— begin Stored data —

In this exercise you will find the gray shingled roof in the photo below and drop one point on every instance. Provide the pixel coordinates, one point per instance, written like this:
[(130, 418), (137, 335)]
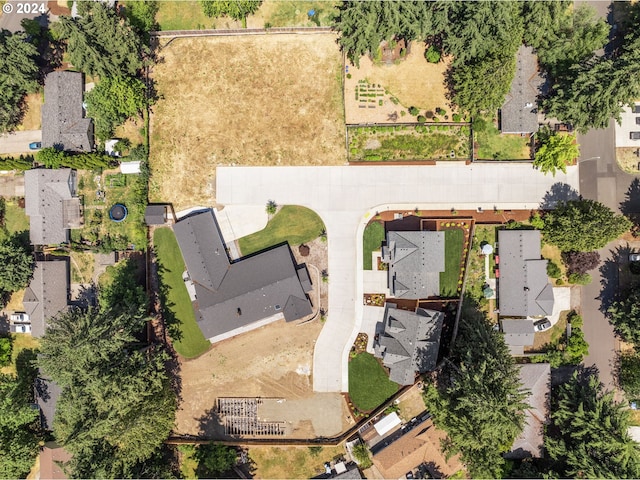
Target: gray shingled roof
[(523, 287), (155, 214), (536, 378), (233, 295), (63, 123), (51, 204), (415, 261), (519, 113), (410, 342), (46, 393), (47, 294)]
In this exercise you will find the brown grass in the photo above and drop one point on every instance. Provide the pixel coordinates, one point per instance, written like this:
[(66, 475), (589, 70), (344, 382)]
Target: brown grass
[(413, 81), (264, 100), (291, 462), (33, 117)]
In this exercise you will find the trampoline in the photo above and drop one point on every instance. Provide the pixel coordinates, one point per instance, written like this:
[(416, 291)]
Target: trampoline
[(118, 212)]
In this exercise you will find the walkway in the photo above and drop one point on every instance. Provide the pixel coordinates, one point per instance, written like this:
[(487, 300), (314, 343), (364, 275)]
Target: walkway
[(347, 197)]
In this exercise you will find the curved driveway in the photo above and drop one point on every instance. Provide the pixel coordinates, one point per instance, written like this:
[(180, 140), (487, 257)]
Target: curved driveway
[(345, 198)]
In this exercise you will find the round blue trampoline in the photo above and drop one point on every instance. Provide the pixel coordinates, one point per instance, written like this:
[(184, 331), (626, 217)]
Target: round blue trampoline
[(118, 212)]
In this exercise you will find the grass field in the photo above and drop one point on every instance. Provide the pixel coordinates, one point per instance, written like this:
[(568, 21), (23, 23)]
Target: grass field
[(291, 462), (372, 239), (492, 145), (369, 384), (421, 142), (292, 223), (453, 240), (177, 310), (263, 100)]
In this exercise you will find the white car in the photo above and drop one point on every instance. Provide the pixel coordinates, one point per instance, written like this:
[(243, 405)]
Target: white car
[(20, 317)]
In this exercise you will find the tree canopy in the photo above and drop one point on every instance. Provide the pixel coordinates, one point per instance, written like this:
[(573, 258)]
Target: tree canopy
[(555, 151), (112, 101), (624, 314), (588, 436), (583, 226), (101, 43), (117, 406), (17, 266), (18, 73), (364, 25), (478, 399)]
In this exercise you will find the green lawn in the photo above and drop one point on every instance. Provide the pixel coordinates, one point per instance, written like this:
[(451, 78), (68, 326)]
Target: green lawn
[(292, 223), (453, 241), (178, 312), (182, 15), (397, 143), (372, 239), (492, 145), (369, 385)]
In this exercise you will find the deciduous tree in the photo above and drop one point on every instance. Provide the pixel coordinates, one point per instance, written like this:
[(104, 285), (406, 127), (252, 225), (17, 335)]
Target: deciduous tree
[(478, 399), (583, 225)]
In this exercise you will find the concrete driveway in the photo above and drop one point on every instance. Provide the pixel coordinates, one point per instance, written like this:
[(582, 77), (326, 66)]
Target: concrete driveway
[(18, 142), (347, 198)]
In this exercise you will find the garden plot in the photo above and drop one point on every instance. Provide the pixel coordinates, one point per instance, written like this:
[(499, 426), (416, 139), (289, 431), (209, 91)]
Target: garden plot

— end Stored data —
— begin Stored data —

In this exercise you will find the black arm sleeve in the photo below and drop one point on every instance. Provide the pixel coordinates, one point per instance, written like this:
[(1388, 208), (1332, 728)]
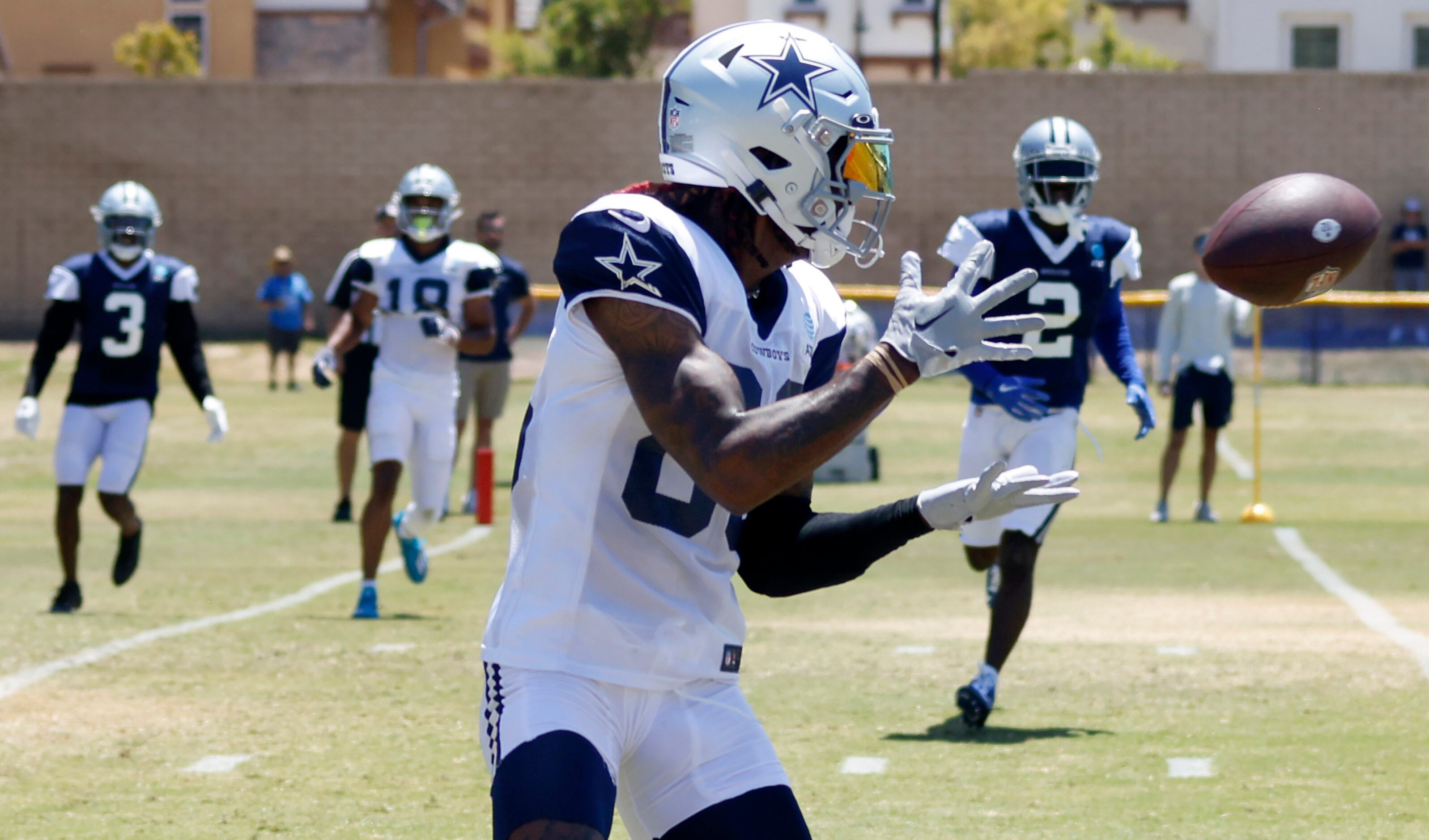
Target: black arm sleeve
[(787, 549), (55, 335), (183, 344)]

— end Stored data —

*What the task requires*
Copy the stretch of the records from the line that contains "In this exercise you will find the garden" through the line that contains "Target: garden plot", keeping every character of each line unchanged.

*Result*
In this exercise you will find the garden plot in the photo above and drop one point on every instance. Provide the pixel coordinates, one point per instance, written like this:
[(499, 426), (416, 139), (289, 431), (209, 91)]
Target: garden plot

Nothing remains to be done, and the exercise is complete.